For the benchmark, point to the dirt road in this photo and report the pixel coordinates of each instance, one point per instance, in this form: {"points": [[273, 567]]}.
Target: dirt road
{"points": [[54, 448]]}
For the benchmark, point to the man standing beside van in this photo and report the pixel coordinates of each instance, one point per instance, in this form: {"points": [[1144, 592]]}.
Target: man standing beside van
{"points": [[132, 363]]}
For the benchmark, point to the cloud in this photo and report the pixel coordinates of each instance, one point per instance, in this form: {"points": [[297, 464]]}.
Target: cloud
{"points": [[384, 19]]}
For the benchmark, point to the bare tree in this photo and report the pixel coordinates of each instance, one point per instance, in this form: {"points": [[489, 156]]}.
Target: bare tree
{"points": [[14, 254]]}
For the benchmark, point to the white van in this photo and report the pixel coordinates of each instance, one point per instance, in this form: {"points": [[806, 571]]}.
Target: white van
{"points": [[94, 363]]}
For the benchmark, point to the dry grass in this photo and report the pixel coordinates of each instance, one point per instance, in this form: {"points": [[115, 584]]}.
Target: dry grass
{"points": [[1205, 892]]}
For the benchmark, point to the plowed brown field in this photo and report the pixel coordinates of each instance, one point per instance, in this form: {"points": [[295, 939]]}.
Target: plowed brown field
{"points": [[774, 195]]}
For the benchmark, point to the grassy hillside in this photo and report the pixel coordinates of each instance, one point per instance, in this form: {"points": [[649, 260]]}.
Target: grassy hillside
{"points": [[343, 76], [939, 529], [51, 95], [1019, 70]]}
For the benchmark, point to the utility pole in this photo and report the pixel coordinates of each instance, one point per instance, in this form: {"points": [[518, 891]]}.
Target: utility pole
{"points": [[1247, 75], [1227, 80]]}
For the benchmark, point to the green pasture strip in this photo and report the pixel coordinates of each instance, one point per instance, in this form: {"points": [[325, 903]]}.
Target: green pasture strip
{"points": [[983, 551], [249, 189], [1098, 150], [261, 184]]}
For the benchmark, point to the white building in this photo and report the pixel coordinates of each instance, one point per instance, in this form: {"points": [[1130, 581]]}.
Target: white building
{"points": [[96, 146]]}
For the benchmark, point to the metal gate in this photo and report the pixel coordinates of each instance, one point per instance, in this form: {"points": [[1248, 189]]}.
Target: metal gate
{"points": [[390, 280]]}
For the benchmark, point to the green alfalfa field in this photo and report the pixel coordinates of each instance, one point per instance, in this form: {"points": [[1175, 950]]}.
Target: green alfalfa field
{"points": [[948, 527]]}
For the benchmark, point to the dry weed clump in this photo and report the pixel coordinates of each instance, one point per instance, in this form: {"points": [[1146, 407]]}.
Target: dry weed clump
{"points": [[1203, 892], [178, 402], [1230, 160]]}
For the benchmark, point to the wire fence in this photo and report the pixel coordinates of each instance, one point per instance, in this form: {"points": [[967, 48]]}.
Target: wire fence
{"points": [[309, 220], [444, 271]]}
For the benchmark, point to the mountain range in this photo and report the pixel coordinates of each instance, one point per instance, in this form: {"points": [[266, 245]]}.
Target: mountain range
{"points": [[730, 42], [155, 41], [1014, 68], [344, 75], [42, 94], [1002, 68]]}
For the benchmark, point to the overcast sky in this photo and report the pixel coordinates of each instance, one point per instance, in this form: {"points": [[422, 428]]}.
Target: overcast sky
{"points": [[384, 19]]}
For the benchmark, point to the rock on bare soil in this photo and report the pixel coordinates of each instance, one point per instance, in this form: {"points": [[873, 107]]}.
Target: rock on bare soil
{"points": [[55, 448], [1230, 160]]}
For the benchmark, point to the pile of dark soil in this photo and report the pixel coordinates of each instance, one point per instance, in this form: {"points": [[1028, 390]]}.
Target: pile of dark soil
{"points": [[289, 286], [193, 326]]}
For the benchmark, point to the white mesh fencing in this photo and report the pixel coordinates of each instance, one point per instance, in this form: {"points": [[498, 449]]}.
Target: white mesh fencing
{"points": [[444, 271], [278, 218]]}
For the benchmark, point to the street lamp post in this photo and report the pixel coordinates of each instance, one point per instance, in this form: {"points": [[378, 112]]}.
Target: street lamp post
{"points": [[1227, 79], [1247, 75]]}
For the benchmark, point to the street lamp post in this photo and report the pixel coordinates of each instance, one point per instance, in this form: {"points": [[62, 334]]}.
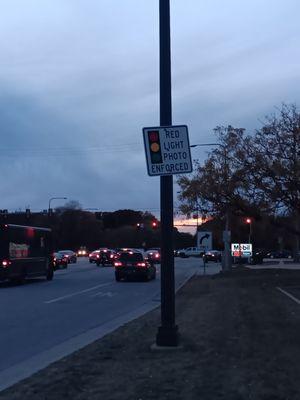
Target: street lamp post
{"points": [[54, 198], [226, 264], [249, 222]]}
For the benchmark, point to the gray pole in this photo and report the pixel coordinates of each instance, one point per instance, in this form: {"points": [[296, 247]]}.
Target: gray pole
{"points": [[167, 334]]}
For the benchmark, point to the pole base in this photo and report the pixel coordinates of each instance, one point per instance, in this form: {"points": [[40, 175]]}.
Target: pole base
{"points": [[167, 336]]}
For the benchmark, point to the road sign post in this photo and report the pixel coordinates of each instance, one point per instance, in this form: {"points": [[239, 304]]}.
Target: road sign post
{"points": [[167, 334]]}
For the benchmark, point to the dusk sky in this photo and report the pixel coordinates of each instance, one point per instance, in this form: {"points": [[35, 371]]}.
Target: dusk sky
{"points": [[80, 79]]}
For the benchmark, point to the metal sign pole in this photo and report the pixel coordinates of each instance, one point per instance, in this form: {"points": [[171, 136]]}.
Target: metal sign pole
{"points": [[167, 334]]}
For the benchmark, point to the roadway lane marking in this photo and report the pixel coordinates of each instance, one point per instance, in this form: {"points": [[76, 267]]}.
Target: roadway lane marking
{"points": [[103, 294], [67, 296], [289, 295]]}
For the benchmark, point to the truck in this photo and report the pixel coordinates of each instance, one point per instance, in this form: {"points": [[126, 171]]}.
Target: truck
{"points": [[25, 252]]}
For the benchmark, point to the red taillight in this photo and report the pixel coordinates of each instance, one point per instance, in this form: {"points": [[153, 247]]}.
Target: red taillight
{"points": [[5, 263], [118, 264], [141, 264]]}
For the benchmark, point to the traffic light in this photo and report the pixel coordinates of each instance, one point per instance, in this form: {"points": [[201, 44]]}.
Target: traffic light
{"points": [[155, 148]]}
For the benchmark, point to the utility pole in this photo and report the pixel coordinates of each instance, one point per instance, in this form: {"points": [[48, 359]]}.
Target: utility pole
{"points": [[167, 334]]}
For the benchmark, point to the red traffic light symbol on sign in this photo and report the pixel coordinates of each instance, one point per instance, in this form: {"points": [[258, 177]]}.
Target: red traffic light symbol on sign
{"points": [[154, 146]]}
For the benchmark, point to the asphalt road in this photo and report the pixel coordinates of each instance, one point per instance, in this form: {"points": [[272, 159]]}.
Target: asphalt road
{"points": [[42, 321]]}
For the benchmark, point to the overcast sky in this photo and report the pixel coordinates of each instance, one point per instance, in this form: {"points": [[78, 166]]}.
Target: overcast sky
{"points": [[79, 80]]}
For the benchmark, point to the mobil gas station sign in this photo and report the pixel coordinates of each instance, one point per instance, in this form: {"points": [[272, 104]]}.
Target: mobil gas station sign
{"points": [[241, 249]]}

» **Given problem**: Except for the pictures, print the data above exactly.

» **Response below**:
For the benchmark, point to the dirt road in this photo and report the pixel coordinates of each instance, one point per instance, in this form: {"points": [[273, 567]]}.
Target: dirt road
{"points": [[54, 448]]}
For the benchmark, point to the man standing beside van in this photo and report the pixel coordinates of each instance, one point per instance, in this form: {"points": [[1144, 592]]}.
Target: man standing beside van
{"points": [[132, 363]]}
For the benchmark, point to the cloud in this photo and report the pixel coordinates of each instance, one point per instance, in this form: {"points": [[297, 464]]}.
Target: cloud
{"points": [[384, 19]]}
For the benchmark, point to the bare tree in this photo and report the pixel coordinates of each instance, one point per instance, in this form: {"points": [[489, 156]]}.
Target: bare tree
{"points": [[14, 254]]}
For the benchmark, point to the white van in this photo and report the pixel coordinates of each instance, one point per instance, in this form: {"points": [[806, 571]]}.
Target: white van
{"points": [[94, 363]]}
For the benchmark, point to the dry grass in this photo and report the pixel coordinates of each instance, one point per instance, in this form: {"points": [[115, 584]]}.
Target: dry grass
{"points": [[1205, 892]]}
For the benchmark, point to the plowed brown field in this photo and report the pixel coordinates of each instance, one point per instance, in this form: {"points": [[295, 939]]}.
Target: plowed brown field
{"points": [[774, 195]]}
For the benchmark, point to the grassy hillside in this photo and report the pixel coordinates of each instance, one point per instance, in this form: {"points": [[649, 260]]}.
Target: grassy hillside
{"points": [[343, 76], [939, 529], [51, 95], [1019, 70]]}
For the benchmark, point to the utility pole in this photo and report the pixel coordinates of each instance, one point per instance, in this form: {"points": [[518, 891]]}.
Target: utility pole
{"points": [[1247, 75], [1227, 80]]}
For the benchmark, point to the green pasture strip in this photo and report the pixel coordinates of each instance, one point per instance, in this form: {"points": [[325, 903]]}.
Target: green pasture strip
{"points": [[983, 551], [249, 189], [1098, 150], [261, 184]]}
For the benchmark, point to the white building in this photo and report the pixel coordinates of each instance, one point per instance, in this form: {"points": [[1130, 581]]}.
Target: white building
{"points": [[96, 146]]}
For the benchmark, point to the metal gate in this photo and report the pixel coordinates of each instance, one point per instance, in this form: {"points": [[1248, 189]]}.
Target: metal gate
{"points": [[390, 280]]}
For the benchmark, point to the green alfalfa field in this photo and report the pixel coordinates of each instance, one point per instance, in this form: {"points": [[1175, 950]]}.
Target: green alfalfa field
{"points": [[948, 527]]}
For the benchmark, point to the dry weed clump in this photo and report the pixel coordinates of each instance, one point per instance, in this form: {"points": [[1146, 407]]}.
Target: dry weed clump
{"points": [[1203, 892], [178, 402], [1230, 160]]}
For the benchmark, point to the wire fence in this photo and report the pixel coordinates of each instance, one point per instance, in this form: {"points": [[967, 48]]}.
Target: wire fence
{"points": [[309, 220], [444, 271]]}
For the benchmark, point to the mountain range in this photo and report the pixel coordinates of each instance, one point per instance, in this form: {"points": [[266, 245]]}.
Target: mountain range
{"points": [[730, 42], [155, 41], [1014, 68], [344, 75], [42, 94], [1002, 68]]}
For the benchmark, point to the overcast sky in this photo and report the pixel coordinates of each instance, one point per instance, in this form: {"points": [[422, 428]]}.
Target: overcast sky
{"points": [[384, 19]]}
For the benchmark, point to the rock on bare soil in this photo and report the pixel coordinates of each instance, one point per instance, in this form: {"points": [[873, 107]]}.
Target: rock on bare soil
{"points": [[55, 448], [1230, 160]]}
For the benchmark, point to the pile of dark soil in this photo and report the pixel coordinates of each instance, one point per instance, in this form: {"points": [[1028, 390]]}.
Target: pile of dark soil
{"points": [[289, 286], [193, 326]]}
For the benchmark, point to the white mesh fencing in this photo and report the pixel coordinates of each instance, one point per instance, in this form: {"points": [[498, 449]]}.
Target: white mesh fencing
{"points": [[444, 271], [278, 218]]}
For the benchmark, point to the street lamp post in this photo and report the pixel coordinates of each instance, one point per instance, in this form: {"points": [[378, 112]]}.
Target: street lamp post
{"points": [[1227, 79], [1247, 75]]}
For the benchmark, point to the street lamp post in this photo and report the pixel coordinates of each instance, one point per instance, in this form: {"points": [[62, 334]]}.
Target: street lamp post
{"points": [[54, 198], [226, 264], [249, 222]]}
For the benchmark, point to the gray pole in this photo and report the pixel coordinates of each instance, one point per instance, in this form: {"points": [[296, 247]]}.
Target: gray pole
{"points": [[167, 334]]}
For the benchmark, point to the pole base in this photo and report the pixel coordinates of each instance, one point per instance, in this form: {"points": [[40, 175]]}.
Target: pole base
{"points": [[167, 336]]}
For the benchmark, point to the road sign post in this photo and report the pixel coordinates of each instance, one point per instance, in this form: {"points": [[239, 304]]}.
Target: road sign post
{"points": [[167, 334]]}
For the benchmark, point to the dusk sky in this photo and report the pixel coordinates of each instance, one point per instance, in this form: {"points": [[35, 371]]}.
Target: dusk sky
{"points": [[80, 79]]}
For the benchmark, point to the metal sign pole in this photo and report the pixel coordinates of each instance, one point per instance, in this form: {"points": [[171, 136]]}.
Target: metal sign pole
{"points": [[167, 334]]}
For the benchmark, point to the roadway lane marking in this photo and report the pixel coordinates of each instance, one point per instance, in this form: {"points": [[76, 267]]}.
Target: roadway lane marking
{"points": [[103, 294], [67, 296], [289, 295]]}
For the benchmark, point to the truck in this photo and report the pixel coordinates of each instance, one point per instance, in this form: {"points": [[126, 171]]}.
Target: truck
{"points": [[25, 252]]}
For the benchmark, point to the red taillight in this photo and report the pixel coordinates of each instance, one point per instance, in this form: {"points": [[153, 247]]}.
Target: red taillight
{"points": [[5, 263], [118, 264], [141, 264]]}
For the benchmark, point to the traffic light in this photo and report the pixel coordinates of each instance, one point per instance, in this form: {"points": [[201, 44]]}.
Target: traffic light
{"points": [[155, 148]]}
For the benchmark, point to the utility pole in this photo and report the pixel coordinates of each instance, one point per instance, in this form: {"points": [[48, 359]]}.
Target: utility pole
{"points": [[167, 334]]}
For the benchmark, point to the red traffic light symbol on sign in this photo and report the pixel coordinates of each instance, one point per instance, in this form: {"points": [[258, 177]]}.
Target: red traffic light symbol on sign
{"points": [[154, 146]]}
For the benchmark, point to the asphalt road in this photo and report the pixel coordinates of each instance, one point per instance, in this form: {"points": [[272, 159]]}.
Target: asphalt road
{"points": [[42, 321]]}
For the benchmark, point to the overcast sky in this photo and report the pixel coordinates of each instance, one point per instance, in this form: {"points": [[78, 166]]}.
Target: overcast sky
{"points": [[79, 80]]}
For the benchmark, point to the mobil gas station sign in this photo and report the pixel coordinates of each instance, one point per instance, in this form: {"points": [[272, 104]]}.
Target: mobil gas station sign
{"points": [[241, 249]]}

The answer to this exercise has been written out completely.